● **Task instructions**
Return each line, exactly as given, from the one containing "One point marks each instance of the blue cushion." through the end of the entries below, and skip the rest.

● **Input records**
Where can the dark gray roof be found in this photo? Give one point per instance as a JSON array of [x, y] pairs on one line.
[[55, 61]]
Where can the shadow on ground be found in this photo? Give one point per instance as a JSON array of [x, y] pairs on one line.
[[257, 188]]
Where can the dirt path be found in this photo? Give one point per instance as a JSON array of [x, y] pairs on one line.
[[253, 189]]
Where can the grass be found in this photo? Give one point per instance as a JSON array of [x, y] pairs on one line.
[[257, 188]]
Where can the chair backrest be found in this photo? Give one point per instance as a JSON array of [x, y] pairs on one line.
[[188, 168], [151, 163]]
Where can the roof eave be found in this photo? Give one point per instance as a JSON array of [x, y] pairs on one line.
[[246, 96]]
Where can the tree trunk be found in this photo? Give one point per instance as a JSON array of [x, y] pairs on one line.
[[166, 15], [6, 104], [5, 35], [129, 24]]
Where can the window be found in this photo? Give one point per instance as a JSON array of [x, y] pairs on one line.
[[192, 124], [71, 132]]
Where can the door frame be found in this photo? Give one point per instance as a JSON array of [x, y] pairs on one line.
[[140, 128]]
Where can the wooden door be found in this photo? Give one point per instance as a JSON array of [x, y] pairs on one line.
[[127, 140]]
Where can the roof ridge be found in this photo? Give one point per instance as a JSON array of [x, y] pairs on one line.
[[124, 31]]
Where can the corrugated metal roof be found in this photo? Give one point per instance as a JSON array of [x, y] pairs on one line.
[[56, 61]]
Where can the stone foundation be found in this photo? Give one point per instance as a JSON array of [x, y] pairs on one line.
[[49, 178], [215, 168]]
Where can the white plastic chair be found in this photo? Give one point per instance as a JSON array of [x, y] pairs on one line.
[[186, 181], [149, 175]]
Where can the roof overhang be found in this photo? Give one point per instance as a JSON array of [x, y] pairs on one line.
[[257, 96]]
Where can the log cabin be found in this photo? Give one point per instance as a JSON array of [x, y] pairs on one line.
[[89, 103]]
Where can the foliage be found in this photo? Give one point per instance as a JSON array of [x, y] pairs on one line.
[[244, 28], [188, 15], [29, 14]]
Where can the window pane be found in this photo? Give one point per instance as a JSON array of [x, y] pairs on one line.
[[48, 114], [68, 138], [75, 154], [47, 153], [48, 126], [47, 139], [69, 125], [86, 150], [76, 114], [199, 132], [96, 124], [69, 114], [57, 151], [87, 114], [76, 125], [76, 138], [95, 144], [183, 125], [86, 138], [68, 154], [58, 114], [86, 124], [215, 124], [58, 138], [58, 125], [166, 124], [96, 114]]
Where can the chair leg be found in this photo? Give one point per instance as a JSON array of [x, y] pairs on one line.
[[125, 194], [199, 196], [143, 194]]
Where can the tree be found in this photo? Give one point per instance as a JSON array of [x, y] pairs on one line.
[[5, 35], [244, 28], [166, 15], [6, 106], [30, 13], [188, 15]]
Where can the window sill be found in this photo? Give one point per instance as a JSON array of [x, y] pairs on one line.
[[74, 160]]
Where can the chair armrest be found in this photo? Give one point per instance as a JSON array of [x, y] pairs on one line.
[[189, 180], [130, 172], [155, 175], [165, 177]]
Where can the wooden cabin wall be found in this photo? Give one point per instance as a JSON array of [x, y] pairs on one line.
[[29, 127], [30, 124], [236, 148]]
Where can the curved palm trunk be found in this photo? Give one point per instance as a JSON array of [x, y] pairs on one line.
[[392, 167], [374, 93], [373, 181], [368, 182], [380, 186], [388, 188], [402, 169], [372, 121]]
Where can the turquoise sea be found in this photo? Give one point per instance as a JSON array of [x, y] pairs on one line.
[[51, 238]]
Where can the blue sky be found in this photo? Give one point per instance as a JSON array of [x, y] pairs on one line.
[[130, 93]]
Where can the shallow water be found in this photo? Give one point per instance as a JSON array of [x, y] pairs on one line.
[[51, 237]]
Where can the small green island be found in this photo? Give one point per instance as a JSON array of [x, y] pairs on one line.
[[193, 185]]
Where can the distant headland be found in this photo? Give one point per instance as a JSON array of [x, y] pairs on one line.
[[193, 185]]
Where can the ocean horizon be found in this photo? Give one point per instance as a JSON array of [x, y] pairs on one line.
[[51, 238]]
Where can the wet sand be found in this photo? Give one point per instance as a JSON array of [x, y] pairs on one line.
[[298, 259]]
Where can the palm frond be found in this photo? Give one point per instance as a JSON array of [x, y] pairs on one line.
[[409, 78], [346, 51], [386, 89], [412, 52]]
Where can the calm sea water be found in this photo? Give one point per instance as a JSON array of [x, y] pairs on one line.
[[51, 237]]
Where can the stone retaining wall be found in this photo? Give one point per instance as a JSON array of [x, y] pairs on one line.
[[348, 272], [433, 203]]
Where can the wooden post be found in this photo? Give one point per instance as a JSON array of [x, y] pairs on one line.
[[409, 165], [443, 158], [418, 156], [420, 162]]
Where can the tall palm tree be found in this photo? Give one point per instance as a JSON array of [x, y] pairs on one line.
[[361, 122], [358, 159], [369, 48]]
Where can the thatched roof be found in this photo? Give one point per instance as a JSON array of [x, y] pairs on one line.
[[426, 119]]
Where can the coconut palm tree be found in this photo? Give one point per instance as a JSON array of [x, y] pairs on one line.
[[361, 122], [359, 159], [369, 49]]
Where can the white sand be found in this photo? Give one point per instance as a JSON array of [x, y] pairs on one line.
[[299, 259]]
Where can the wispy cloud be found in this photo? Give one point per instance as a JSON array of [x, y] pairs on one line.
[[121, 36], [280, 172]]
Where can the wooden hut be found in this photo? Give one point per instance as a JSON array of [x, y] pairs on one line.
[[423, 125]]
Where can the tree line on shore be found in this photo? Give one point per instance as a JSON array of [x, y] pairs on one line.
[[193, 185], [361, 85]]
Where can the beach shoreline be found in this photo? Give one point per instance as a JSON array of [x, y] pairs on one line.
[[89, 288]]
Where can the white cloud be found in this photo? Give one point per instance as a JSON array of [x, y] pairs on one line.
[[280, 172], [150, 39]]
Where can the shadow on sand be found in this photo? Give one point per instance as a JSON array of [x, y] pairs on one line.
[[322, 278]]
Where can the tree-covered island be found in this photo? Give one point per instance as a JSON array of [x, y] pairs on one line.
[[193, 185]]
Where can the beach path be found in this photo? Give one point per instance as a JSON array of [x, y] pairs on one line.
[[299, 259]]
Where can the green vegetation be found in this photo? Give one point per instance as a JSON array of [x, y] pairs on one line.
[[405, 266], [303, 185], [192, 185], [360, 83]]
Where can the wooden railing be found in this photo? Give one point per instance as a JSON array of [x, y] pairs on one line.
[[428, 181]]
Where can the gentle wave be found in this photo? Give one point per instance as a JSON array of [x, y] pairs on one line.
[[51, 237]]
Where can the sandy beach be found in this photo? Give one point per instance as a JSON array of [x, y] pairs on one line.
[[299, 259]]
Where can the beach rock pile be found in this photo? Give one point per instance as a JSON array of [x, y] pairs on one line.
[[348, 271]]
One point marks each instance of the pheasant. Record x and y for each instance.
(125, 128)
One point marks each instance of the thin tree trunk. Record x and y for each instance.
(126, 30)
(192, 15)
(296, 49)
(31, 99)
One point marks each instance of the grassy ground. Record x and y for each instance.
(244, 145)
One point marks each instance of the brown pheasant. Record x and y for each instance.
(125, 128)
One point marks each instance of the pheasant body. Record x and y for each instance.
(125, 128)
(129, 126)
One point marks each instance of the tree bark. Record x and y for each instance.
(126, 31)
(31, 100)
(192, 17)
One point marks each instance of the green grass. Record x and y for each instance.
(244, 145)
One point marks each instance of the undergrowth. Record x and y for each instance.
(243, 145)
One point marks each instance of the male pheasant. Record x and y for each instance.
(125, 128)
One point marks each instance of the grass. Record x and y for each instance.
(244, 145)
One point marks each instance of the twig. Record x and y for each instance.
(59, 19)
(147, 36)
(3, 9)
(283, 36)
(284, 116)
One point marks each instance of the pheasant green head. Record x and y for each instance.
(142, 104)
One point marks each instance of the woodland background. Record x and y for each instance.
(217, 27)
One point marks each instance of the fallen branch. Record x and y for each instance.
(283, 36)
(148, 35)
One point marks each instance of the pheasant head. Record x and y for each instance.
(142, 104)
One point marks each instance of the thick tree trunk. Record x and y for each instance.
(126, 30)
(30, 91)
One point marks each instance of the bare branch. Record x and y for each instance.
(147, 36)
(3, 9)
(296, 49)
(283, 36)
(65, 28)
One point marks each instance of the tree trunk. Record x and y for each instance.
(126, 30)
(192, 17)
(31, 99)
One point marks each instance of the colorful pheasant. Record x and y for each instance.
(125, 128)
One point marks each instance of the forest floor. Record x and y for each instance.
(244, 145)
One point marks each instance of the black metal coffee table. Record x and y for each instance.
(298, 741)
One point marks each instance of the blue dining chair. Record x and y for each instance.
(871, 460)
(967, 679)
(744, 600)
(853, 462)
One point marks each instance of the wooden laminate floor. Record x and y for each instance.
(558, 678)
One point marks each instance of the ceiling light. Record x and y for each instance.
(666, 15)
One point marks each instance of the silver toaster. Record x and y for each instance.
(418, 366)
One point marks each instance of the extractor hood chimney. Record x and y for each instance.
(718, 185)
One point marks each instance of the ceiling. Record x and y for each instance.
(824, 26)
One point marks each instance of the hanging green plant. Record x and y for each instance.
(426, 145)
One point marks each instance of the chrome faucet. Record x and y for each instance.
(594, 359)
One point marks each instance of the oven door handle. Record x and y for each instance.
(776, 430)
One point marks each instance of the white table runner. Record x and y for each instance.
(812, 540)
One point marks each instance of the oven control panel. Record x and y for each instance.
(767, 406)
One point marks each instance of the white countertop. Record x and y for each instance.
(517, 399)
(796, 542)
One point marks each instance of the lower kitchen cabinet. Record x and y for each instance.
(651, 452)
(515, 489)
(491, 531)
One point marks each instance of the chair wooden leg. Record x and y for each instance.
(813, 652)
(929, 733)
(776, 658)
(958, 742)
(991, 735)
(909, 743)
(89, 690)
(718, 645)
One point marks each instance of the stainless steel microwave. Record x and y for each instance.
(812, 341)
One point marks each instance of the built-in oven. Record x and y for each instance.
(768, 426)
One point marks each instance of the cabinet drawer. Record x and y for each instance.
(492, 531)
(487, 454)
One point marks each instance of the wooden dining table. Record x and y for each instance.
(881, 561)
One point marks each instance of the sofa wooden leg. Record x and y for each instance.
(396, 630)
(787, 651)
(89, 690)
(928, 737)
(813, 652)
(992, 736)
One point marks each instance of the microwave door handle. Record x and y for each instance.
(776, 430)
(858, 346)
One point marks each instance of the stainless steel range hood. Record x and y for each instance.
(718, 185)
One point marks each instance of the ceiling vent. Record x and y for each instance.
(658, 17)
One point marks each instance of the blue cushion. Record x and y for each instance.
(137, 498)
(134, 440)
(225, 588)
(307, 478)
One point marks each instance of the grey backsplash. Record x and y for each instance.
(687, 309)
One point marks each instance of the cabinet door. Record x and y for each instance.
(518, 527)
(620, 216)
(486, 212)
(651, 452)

● **Answer area**
One point marks each instance of the blue cushion. Record x and y for each instance.
(137, 498)
(134, 440)
(225, 588)
(307, 478)
One point marks each instance of the grey backsplash. Record x and y for each instance.
(687, 309)
One point marks each instance of the cabinet door. Record x and y for each instance.
(518, 527)
(620, 216)
(486, 212)
(651, 452)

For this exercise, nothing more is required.